▶ MATERIAL FOR THIS TASK
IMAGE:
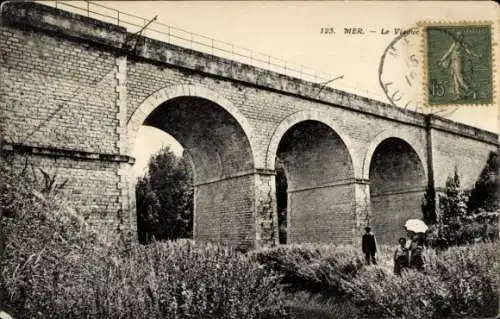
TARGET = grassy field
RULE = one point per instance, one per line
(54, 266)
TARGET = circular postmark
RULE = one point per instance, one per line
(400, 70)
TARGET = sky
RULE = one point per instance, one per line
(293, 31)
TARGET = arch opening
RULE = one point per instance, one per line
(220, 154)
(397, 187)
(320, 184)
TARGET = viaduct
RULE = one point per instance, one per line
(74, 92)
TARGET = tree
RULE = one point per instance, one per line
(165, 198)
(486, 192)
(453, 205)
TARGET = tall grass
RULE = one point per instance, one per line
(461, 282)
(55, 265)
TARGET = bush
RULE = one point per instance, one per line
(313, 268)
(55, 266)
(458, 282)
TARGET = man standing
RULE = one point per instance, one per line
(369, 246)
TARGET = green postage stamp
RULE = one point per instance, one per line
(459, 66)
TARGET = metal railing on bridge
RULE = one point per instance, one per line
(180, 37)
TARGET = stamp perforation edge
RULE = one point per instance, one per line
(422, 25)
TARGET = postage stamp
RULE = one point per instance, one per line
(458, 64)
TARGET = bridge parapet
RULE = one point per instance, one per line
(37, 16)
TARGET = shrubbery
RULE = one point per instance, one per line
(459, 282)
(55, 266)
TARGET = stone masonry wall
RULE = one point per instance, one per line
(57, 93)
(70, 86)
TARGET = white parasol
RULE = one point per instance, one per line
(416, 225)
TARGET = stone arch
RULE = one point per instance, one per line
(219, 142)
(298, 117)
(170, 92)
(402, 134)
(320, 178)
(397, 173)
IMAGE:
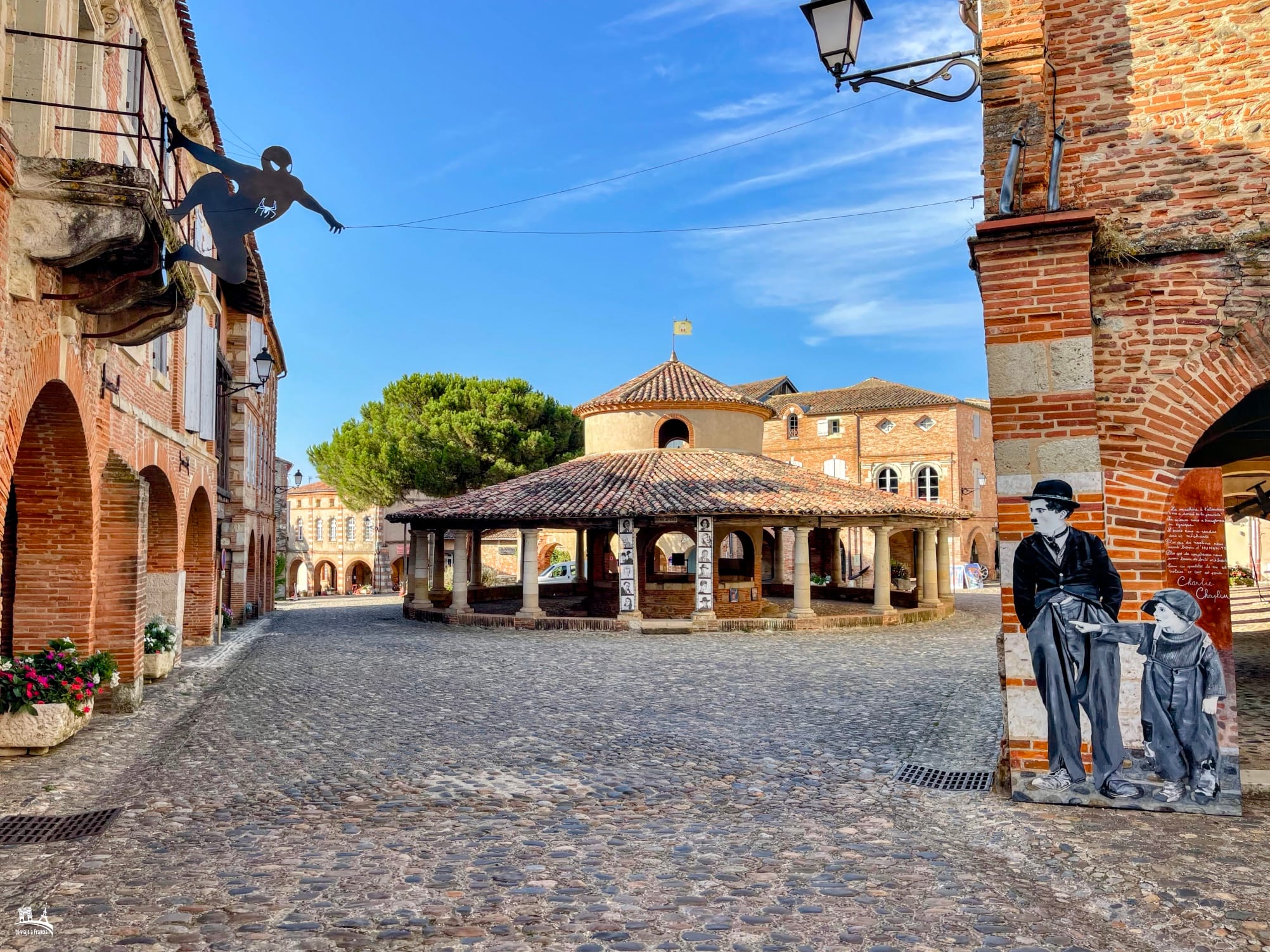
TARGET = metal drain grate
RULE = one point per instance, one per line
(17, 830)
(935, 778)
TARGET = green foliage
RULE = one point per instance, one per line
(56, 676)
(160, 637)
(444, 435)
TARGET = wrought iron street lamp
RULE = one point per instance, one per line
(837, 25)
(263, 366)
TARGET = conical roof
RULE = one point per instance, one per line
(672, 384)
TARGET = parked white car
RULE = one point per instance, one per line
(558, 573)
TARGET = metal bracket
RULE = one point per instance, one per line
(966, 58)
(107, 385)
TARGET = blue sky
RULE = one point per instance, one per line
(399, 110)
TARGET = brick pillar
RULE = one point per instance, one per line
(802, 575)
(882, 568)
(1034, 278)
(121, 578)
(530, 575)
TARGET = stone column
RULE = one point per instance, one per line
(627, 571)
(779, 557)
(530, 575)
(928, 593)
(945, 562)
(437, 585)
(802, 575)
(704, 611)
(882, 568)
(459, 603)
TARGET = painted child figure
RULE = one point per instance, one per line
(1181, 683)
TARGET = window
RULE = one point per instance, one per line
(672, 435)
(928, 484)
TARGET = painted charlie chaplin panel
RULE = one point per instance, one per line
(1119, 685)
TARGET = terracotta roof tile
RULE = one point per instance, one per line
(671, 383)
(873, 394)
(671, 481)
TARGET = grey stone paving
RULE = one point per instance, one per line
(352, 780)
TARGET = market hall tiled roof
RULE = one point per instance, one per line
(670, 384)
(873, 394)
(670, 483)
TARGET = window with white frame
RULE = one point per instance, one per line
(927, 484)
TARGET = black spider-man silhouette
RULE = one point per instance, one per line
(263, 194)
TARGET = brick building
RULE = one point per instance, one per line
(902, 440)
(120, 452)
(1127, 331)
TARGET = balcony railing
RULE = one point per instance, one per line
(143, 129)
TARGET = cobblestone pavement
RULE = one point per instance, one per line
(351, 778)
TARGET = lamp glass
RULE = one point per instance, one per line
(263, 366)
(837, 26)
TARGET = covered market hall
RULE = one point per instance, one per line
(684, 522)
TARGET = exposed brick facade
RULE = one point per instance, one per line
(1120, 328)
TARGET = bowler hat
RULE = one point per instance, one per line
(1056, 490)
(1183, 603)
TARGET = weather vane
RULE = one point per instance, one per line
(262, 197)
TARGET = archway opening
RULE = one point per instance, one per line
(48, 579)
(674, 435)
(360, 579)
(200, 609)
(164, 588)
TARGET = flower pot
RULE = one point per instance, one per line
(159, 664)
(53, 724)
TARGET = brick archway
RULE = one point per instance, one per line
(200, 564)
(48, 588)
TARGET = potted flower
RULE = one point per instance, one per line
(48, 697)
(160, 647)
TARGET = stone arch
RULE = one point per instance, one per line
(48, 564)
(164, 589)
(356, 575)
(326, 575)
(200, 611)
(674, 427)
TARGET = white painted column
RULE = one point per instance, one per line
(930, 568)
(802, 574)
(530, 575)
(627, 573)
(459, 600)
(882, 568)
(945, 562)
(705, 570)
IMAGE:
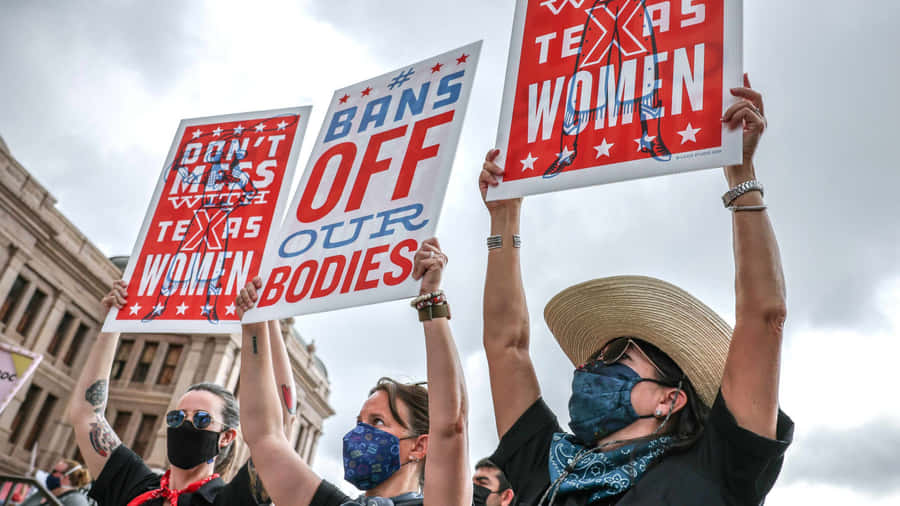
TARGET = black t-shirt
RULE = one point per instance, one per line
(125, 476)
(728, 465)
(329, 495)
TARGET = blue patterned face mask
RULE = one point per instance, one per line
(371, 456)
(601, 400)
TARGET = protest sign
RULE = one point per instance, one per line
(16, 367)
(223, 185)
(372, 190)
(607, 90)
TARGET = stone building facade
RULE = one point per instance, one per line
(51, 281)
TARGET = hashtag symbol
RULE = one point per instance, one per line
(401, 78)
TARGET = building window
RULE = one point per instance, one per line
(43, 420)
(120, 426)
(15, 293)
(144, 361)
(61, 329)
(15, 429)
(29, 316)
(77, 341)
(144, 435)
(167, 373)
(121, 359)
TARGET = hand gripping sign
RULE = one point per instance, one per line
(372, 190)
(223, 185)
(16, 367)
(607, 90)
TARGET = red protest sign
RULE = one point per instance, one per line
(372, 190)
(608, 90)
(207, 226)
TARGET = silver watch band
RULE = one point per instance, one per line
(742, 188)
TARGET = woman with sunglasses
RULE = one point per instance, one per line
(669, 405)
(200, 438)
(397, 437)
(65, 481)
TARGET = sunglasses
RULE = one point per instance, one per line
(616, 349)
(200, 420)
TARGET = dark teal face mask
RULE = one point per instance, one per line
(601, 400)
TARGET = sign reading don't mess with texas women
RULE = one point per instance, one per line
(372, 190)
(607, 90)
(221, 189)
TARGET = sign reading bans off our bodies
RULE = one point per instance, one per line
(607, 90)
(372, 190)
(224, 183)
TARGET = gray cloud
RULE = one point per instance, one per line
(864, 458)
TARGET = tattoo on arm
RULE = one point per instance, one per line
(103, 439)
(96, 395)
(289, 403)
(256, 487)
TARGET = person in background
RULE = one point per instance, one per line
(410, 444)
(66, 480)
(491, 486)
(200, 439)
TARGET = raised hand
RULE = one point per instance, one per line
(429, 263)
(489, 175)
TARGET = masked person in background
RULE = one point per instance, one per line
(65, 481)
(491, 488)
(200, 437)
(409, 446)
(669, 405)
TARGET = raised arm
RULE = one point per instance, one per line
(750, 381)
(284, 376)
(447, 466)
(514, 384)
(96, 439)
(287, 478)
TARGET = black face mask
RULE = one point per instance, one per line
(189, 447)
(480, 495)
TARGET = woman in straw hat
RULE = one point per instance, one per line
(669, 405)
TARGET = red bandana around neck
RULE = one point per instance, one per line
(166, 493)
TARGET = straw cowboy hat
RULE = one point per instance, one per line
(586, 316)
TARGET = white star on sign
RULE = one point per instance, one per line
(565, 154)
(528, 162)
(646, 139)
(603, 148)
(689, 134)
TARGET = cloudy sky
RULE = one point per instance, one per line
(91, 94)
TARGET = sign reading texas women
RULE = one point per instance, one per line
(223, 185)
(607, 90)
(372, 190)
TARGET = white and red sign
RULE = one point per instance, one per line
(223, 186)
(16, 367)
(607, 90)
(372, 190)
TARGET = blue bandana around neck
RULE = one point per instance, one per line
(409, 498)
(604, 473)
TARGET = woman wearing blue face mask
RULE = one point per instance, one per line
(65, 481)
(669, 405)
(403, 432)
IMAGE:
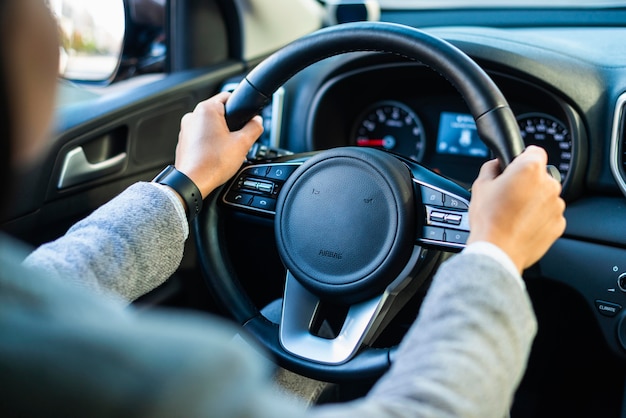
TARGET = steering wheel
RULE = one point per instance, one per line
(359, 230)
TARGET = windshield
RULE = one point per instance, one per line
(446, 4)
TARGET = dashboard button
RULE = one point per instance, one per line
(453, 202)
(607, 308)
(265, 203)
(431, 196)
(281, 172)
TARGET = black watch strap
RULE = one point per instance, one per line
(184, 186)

▶ WORK REQUIRED
Reproduce the listing above from the line that contains "TARGET = gray cloud" through its final line, exactly and with nothing added. Omit the images.

▶ OUTPUT OF THE EXERCISE
TARGET = gray cloud
RULE = one point per instance, one per line
(864, 458)
TARGET = tattoo on arm
RULE = one point per instance, one per line
(103, 439)
(96, 395)
(289, 403)
(256, 487)
TARGET = person in background
RULE = one point per instance, one per line
(410, 444)
(66, 480)
(491, 486)
(200, 439)
TARGET = raised hand
RULE = one point per instance, one per line
(429, 263)
(489, 175)
TARGET = masked person in background
RULE = one point per instance, one per line
(65, 481)
(491, 488)
(200, 437)
(409, 446)
(669, 405)
TARGET = raised arm
RULE = one point per instance, one per line
(750, 381)
(284, 376)
(447, 466)
(514, 384)
(96, 439)
(287, 478)
TARGET = black face mask
RULE = one point per instance, one per line
(189, 447)
(480, 495)
TARGET = woman in straw hat
RULE = one point per instance, one per line
(669, 405)
TARGET = red bandana around neck
RULE = one point per instance, one per line
(166, 493)
TARGET = straw cowboy hat
RULE = one point per instance, one per line
(586, 316)
TARGET = white star on sign
RULE = one point per instance, one per line
(565, 154)
(528, 162)
(646, 139)
(603, 148)
(689, 134)
TARGET = cloudy sky
RULE = one point per instance, one per line
(91, 94)
TARGET = sign reading texas women
RULE = one point per instance, one per line
(223, 185)
(607, 90)
(372, 190)
TARGET = white and red sign
RULE = one point per instance, one per line
(223, 186)
(16, 367)
(607, 90)
(372, 190)
TARGET = blue bandana around neck
RULE = one point per instance, one per line
(409, 498)
(604, 473)
TARGET = woman wearing blue face mask
RULE = one point per instance, one per line
(65, 481)
(669, 405)
(403, 432)
IMAGE:
TARGET = steering wheel
RULE = one point per instance, one per line
(359, 230)
TARGET = windshield
RULE = one point per instance, one per line
(446, 4)
TARGET = dashboard button
RULE = one point per instance, one per line
(453, 202)
(607, 308)
(265, 203)
(431, 196)
(281, 172)
TARGET = black watch strap
RULE = one point per instance, one per line
(184, 186)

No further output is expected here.